**PROBLEM:** Could you print the following data line for line, with every character unchanged?

START RECORDS TO PROCESS

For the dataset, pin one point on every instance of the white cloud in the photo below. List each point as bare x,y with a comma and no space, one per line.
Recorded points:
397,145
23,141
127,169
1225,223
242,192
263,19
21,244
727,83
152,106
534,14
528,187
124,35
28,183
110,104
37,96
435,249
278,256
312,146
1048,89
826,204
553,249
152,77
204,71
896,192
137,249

END RECORDS TO PROCESS

**RESPONSE TO THE EXERCISE:**
For the dataset, pin one point on every instance of the white cloud in the photo below. List each point as bare x,y with a comma and no space, one per line.
Recorded points:
397,145
23,141
127,169
1225,223
242,192
263,19
21,244
727,83
152,106
534,14
528,187
124,35
28,183
110,104
37,96
435,249
278,256
312,146
1048,89
826,204
553,249
152,77
204,71
896,192
137,249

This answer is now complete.